>> Start Data for processing

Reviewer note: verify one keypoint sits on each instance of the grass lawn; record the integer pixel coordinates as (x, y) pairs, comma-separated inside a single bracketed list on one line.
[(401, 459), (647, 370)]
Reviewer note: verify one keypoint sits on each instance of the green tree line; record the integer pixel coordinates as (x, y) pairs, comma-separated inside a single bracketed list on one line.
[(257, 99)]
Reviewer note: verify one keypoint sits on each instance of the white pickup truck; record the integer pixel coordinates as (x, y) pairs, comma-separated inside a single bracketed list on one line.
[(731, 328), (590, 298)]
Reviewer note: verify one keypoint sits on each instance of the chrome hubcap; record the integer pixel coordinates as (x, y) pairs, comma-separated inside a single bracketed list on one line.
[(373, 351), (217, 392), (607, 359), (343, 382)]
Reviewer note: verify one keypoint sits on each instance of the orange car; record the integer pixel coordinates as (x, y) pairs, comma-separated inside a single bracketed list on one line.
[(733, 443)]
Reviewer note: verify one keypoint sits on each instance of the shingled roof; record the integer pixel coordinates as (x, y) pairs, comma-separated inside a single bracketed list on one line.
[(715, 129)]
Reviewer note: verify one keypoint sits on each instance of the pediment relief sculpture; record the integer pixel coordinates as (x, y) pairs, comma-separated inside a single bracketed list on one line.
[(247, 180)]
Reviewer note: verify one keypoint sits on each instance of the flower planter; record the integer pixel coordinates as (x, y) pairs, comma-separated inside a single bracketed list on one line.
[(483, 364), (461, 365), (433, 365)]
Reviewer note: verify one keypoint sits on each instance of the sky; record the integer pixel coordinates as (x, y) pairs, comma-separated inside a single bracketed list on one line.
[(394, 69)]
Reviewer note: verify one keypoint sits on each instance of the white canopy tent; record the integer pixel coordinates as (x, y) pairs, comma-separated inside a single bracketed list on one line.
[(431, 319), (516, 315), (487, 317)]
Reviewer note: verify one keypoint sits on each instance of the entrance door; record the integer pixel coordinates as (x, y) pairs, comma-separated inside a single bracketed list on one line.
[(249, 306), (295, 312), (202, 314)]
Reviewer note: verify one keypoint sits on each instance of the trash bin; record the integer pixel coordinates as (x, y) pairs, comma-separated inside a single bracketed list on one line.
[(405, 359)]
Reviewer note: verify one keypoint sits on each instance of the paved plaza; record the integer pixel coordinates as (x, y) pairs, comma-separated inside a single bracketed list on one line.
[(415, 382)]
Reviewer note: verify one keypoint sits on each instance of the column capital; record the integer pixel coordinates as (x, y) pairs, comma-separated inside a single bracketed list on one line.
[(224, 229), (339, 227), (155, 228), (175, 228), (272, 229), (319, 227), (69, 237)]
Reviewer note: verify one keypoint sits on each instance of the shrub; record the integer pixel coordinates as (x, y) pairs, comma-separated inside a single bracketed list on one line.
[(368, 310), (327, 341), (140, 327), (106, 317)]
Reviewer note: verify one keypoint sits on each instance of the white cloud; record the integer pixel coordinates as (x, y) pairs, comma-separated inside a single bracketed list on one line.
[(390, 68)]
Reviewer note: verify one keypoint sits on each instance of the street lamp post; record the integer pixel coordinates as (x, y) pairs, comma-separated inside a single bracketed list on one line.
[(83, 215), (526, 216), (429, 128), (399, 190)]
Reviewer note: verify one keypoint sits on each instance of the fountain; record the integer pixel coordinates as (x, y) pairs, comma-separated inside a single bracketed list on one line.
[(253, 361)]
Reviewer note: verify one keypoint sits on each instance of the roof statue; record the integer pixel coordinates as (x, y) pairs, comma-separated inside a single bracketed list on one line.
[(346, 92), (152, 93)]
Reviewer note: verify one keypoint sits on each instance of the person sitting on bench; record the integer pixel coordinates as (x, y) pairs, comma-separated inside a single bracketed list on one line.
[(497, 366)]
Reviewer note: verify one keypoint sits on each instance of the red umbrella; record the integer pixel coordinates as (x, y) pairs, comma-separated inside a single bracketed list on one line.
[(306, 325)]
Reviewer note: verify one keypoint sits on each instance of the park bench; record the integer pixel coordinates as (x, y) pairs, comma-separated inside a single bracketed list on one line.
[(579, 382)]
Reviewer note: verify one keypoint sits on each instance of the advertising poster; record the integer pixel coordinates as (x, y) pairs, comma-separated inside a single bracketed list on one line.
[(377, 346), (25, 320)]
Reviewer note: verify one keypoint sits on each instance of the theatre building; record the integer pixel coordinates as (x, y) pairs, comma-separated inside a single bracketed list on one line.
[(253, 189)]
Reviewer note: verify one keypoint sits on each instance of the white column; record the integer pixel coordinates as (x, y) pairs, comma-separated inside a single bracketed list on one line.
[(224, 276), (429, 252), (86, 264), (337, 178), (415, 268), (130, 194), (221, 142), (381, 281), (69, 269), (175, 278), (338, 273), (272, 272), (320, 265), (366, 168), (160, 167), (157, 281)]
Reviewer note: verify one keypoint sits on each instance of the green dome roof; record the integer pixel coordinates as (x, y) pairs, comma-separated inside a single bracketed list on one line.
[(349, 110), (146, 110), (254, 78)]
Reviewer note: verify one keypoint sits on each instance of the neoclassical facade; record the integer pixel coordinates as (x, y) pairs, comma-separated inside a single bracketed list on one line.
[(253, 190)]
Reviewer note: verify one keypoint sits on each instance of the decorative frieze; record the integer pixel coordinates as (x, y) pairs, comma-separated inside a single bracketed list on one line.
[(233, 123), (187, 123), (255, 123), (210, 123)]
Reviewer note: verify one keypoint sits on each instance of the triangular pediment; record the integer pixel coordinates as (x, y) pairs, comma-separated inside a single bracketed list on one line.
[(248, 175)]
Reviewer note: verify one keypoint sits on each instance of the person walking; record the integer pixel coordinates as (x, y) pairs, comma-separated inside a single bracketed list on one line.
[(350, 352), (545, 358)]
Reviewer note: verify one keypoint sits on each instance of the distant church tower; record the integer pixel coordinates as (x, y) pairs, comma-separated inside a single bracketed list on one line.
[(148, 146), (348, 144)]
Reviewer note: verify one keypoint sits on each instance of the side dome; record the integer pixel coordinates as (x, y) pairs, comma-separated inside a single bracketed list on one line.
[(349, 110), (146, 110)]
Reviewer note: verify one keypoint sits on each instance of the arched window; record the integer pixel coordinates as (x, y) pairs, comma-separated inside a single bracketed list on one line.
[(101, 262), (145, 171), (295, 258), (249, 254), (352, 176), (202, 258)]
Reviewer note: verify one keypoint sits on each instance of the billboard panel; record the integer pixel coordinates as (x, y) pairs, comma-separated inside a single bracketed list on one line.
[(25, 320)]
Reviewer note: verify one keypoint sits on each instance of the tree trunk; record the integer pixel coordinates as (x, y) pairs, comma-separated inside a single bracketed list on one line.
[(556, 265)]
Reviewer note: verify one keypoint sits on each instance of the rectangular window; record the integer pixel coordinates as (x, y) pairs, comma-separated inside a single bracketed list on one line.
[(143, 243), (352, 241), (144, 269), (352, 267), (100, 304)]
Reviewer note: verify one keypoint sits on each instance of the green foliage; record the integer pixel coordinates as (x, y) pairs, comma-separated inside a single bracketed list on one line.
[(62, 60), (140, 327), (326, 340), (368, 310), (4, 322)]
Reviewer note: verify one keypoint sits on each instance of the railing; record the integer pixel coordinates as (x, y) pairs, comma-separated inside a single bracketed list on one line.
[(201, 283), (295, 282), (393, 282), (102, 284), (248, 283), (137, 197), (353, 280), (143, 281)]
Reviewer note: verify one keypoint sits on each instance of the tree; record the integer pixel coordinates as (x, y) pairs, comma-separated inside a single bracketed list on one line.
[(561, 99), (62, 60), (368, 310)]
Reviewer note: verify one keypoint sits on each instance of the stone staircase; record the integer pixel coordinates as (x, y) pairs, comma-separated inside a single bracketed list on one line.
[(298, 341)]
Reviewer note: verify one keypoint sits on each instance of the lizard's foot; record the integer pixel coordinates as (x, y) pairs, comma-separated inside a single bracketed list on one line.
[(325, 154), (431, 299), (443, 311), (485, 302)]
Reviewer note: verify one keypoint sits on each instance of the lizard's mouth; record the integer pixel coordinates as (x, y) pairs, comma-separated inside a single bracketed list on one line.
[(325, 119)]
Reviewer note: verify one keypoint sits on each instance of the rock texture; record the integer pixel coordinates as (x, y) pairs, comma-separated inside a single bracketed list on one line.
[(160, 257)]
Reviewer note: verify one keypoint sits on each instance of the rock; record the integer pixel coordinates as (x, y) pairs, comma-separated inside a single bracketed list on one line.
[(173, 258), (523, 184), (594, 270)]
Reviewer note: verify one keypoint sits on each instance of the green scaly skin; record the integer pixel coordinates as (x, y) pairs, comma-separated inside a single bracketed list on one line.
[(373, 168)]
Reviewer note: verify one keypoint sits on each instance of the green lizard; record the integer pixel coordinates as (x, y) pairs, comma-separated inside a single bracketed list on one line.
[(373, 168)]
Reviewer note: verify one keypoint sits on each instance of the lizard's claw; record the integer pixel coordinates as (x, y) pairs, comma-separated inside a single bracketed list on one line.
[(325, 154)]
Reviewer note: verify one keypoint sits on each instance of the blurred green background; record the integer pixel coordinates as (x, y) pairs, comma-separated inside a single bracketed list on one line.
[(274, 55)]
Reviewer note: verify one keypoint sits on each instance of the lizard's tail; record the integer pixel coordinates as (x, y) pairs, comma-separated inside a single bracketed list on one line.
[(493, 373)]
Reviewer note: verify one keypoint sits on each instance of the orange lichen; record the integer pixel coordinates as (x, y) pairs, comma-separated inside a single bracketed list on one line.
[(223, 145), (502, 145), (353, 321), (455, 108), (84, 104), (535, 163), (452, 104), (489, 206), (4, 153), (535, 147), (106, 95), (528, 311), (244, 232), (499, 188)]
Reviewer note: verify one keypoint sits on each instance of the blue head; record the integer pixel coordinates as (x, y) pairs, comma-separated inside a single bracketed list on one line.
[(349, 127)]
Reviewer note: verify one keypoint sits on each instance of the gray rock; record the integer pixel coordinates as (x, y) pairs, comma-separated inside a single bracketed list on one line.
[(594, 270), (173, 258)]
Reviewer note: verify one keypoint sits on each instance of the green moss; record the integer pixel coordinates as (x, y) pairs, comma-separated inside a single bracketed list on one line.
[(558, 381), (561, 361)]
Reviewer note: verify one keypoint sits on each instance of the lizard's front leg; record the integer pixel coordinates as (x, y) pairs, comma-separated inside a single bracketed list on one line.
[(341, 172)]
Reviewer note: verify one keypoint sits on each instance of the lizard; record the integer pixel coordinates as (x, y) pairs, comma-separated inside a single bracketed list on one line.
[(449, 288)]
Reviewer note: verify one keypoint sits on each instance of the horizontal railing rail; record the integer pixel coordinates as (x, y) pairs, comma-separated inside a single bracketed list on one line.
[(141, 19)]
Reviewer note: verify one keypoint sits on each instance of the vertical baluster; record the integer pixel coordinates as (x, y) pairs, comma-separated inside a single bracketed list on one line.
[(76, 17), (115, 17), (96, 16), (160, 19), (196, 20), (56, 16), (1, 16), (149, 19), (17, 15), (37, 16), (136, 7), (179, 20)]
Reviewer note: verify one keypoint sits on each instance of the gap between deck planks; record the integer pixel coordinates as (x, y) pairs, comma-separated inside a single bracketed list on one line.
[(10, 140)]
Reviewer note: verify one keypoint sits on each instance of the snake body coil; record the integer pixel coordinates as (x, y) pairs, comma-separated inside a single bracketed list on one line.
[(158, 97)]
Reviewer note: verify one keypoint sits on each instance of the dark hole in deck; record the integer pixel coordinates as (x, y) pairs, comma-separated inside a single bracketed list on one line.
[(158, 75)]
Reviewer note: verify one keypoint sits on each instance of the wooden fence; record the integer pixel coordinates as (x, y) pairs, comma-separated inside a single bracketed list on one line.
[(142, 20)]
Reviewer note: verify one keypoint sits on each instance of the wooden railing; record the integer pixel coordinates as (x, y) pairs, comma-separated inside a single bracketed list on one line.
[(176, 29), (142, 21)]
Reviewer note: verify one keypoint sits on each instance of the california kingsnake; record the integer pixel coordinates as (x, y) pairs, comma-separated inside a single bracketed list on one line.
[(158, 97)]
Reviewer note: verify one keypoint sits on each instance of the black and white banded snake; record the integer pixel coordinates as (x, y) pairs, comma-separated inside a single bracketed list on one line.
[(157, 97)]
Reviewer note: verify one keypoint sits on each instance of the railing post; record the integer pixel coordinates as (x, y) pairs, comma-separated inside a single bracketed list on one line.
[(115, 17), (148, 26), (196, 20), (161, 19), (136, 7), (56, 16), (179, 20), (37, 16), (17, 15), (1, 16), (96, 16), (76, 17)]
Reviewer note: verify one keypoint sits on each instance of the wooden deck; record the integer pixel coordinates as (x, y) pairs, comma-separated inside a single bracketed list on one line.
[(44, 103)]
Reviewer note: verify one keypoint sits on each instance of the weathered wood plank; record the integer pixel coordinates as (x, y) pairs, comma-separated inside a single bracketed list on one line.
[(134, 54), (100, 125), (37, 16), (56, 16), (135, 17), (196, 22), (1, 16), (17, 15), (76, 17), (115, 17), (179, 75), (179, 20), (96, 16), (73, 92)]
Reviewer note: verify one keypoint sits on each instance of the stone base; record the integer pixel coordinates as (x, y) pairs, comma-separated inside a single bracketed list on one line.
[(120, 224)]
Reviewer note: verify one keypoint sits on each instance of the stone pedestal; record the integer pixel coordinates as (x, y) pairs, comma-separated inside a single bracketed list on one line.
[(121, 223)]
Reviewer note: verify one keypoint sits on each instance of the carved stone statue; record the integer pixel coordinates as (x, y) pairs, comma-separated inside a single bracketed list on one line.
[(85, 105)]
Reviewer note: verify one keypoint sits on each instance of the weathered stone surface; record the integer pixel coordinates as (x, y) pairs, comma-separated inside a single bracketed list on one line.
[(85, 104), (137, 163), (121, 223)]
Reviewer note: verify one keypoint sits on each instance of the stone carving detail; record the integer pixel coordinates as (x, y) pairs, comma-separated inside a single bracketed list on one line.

>> End Data for processing

* [Task objective] Put the entries from the line containing "of the advertising" up to and including the line containing "[(253, 189)]" into a numbered list, skipping any blank lines.

* [Worked solution]
1. Reviewer note: verify one keypoint sits on each instance of the advertising poster; record the integer pixel coordinates as (x, y) pairs, comma-separated inside a single bracketed list on one line.
2. [(377, 346), (25, 320)]
3. Reviewer note: verify one keypoint sits on each instance of the theatre building; record the integer pixel coordinates as (x, y) pairs, comma-separated inside a single bracketed list on one line.
4. [(253, 189)]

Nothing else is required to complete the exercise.